» **Your instructions**: Give the lines of the records below as a JSON list of strings, one string per line and no blank lines, starting with the line that contains "TARGET: human hand" and going on through the line that contains "(1160, 792)". Include both of those lines and no lines outside that range.

★ ★ ★ ★ ★ ★ ★

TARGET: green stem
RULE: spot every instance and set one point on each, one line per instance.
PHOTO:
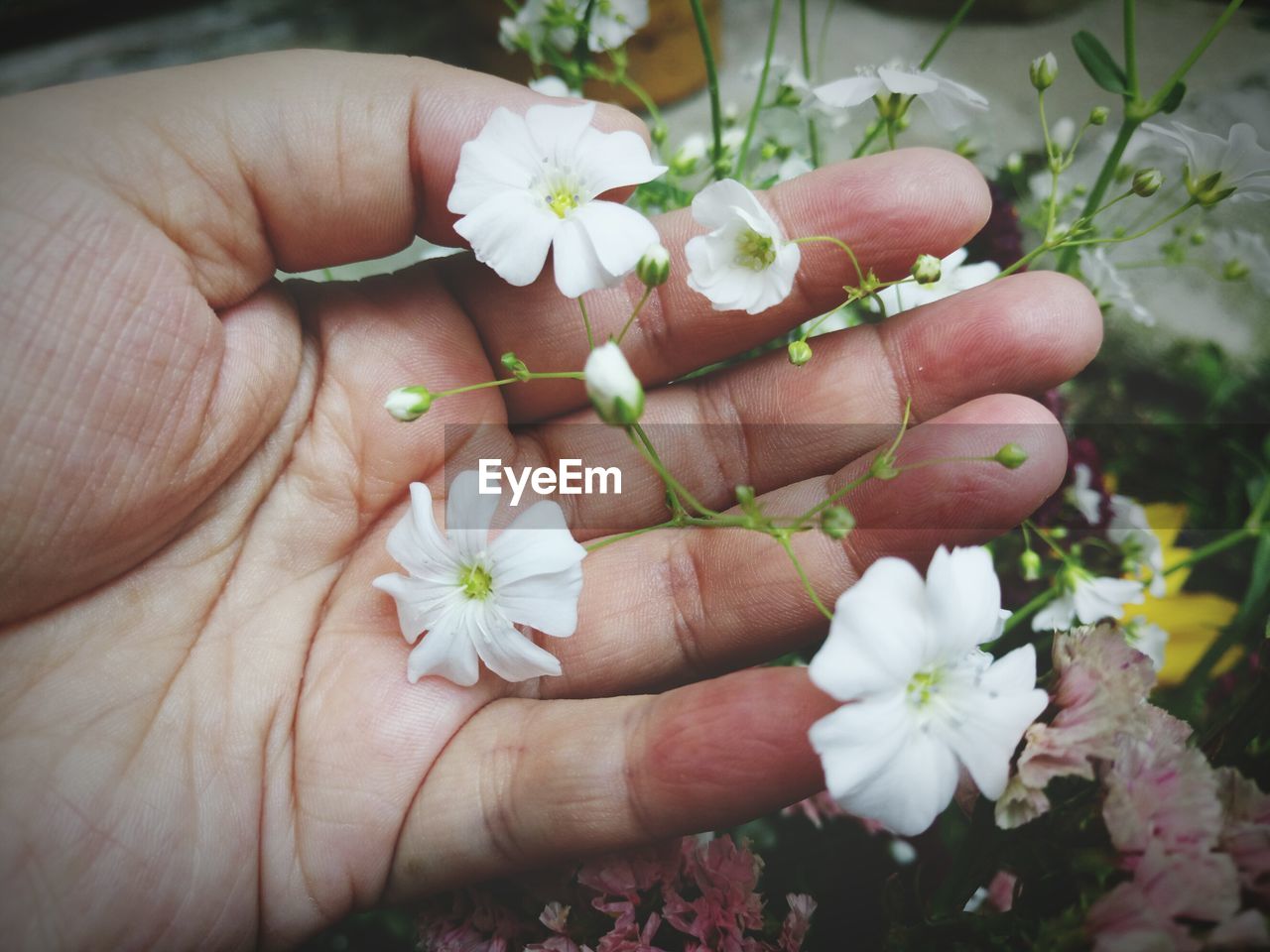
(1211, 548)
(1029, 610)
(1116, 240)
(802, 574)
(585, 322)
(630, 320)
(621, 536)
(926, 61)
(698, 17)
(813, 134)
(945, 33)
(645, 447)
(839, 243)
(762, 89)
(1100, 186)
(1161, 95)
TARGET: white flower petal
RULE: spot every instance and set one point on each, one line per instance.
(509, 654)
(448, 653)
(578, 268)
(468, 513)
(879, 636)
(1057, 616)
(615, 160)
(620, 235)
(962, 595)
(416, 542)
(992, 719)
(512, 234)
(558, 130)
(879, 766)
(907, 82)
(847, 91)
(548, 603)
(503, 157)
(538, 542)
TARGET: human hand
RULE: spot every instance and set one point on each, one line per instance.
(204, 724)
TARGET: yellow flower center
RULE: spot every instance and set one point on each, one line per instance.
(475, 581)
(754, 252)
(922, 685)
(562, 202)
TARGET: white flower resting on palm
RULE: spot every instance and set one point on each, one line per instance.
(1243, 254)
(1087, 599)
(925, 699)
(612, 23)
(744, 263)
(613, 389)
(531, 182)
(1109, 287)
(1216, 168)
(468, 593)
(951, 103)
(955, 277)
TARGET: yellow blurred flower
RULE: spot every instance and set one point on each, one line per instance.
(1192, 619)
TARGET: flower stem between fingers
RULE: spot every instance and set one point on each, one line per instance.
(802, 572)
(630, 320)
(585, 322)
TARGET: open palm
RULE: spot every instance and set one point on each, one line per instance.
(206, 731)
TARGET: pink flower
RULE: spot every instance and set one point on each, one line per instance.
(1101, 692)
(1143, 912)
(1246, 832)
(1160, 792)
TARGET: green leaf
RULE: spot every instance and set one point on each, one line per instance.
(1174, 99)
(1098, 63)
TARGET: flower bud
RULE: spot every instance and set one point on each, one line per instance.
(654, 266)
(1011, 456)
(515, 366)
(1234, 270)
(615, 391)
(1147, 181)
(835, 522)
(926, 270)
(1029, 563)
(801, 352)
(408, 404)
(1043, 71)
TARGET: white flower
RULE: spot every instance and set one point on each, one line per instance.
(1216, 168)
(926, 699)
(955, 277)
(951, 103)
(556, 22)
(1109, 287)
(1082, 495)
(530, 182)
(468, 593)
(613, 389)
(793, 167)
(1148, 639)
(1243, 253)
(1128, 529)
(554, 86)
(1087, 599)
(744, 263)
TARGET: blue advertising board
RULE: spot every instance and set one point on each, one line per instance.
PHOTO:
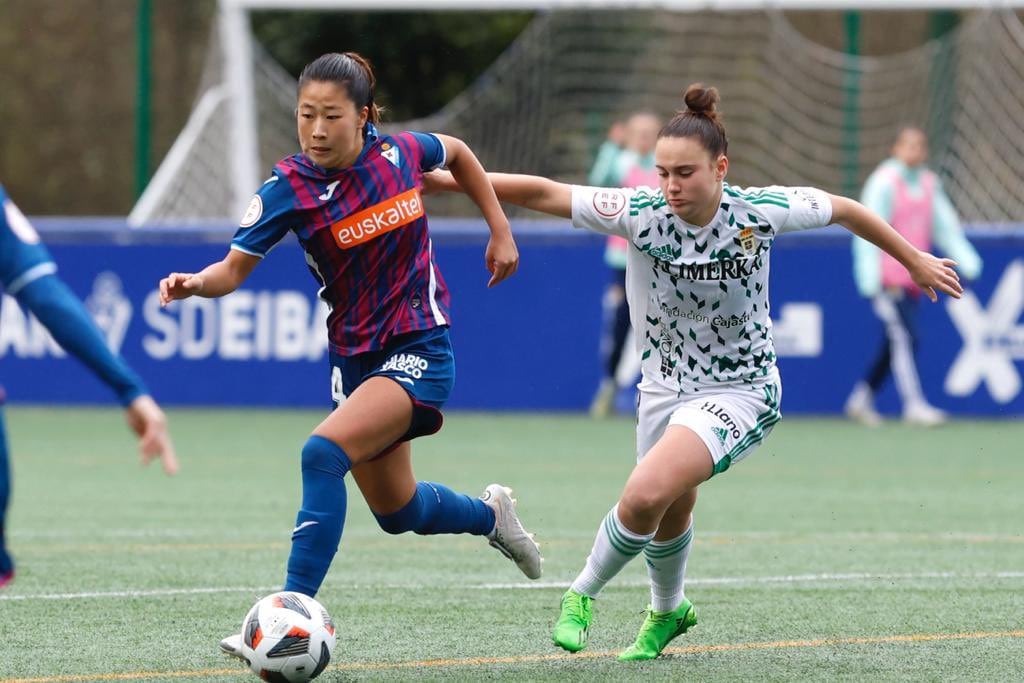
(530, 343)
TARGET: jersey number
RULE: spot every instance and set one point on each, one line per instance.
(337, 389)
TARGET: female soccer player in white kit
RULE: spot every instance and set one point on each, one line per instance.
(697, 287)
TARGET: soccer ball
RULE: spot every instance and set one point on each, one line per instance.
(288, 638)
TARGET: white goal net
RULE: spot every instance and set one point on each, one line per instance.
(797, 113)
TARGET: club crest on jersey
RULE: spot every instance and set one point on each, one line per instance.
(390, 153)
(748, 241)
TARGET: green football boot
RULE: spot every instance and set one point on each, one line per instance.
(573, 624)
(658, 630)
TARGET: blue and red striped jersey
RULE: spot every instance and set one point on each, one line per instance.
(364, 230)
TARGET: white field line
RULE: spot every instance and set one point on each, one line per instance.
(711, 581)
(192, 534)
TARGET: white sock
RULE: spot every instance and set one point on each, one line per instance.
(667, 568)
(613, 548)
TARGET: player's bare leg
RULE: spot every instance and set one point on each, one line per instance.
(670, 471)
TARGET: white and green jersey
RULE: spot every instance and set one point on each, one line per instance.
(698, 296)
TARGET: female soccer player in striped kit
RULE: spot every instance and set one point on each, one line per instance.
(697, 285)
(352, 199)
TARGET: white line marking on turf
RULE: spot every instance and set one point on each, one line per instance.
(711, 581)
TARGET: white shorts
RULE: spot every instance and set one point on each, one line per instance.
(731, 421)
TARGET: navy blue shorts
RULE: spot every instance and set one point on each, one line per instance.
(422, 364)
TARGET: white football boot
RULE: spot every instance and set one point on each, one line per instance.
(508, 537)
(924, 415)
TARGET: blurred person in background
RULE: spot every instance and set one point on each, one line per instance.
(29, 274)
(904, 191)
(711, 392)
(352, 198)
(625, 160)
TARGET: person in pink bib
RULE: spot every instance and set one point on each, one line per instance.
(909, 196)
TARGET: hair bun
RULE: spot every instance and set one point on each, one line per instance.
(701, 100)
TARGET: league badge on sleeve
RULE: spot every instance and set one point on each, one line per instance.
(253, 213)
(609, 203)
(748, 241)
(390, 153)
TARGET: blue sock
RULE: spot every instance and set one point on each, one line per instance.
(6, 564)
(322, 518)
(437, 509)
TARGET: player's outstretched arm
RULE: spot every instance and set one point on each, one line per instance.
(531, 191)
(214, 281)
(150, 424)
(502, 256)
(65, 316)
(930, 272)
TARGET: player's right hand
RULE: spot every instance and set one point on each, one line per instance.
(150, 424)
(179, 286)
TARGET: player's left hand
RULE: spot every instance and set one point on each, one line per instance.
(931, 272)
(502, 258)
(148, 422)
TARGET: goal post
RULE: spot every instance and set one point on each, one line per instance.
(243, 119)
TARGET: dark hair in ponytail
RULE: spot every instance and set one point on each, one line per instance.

★ ★ ★ ★ ★ ★ ★

» **Task solution**:
[
  "TARGET: human hand",
  "RULE: spot every instance and set one point on each, one line per instance.",
  "(204, 724)",
  "TARGET: yellow flower center",
  "RULE: spot every instance and set one point on each, one line per instance.",
  "(475, 581)",
  "(754, 252)",
  "(922, 685)",
  "(562, 202)",
  "TARGET: white flower resting on palm",
  "RULE: spot every instance and set one point on each, one line per instance.",
  "(1243, 254)",
  "(1087, 599)",
  "(925, 699)",
  "(612, 23)",
  "(744, 263)",
  "(613, 389)",
  "(531, 182)",
  "(1109, 287)",
  "(1216, 168)",
  "(468, 593)",
  "(951, 103)",
  "(955, 277)",
  "TARGET: yellow blurred flower",
  "RULE: spot every instance and set one point on each, one line per instance.",
  "(1192, 619)",
  "TARGET: flower stem between fingers",
  "RULE: spot every instance and set one point on each, one line per instance.",
  "(802, 572)",
  "(630, 320)",
  "(585, 322)",
  "TARGET: open palm",
  "RULE: spot every instance and set one point on each, one line per instance.",
  "(206, 731)",
  "TARGET: pink flower",
  "RULE: spot every instance and set one point on each, one line per instance.",
  "(1101, 692)",
  "(1143, 912)",
  "(1246, 832)",
  "(1160, 792)"
]